*** Opening of RECORDS SUPPLIED ***

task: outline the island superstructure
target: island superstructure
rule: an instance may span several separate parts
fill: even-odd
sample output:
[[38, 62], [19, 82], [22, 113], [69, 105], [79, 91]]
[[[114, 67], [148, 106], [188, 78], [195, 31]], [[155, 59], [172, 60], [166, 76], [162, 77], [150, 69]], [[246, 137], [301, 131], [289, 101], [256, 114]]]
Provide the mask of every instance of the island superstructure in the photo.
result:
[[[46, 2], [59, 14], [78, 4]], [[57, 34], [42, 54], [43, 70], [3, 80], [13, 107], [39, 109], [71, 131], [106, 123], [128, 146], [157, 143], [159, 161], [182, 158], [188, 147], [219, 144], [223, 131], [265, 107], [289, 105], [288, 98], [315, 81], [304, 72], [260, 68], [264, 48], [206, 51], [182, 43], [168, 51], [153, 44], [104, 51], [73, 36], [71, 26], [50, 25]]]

*** Close of RECORDS SUPPLIED ***

* **INSTRUCTIONS TO FOLLOW**
A word-for-word restatement of the lines running from the one with "Provide the mask" to the last line of the records is the whole answer.

* **YOUR RESPONSE**
Provide the mask of every instance of the island superstructure in the photo.
result:
[[[46, 2], [59, 14], [78, 4]], [[57, 34], [42, 54], [43, 70], [3, 80], [13, 107], [39, 109], [71, 131], [106, 123], [128, 146], [157, 143], [159, 161], [182, 158], [188, 147], [219, 144], [223, 131], [265, 107], [289, 105], [288, 98], [315, 81], [304, 72], [260, 68], [264, 48], [206, 51], [182, 43], [168, 51], [153, 44], [104, 51], [73, 36], [71, 26], [50, 25]]]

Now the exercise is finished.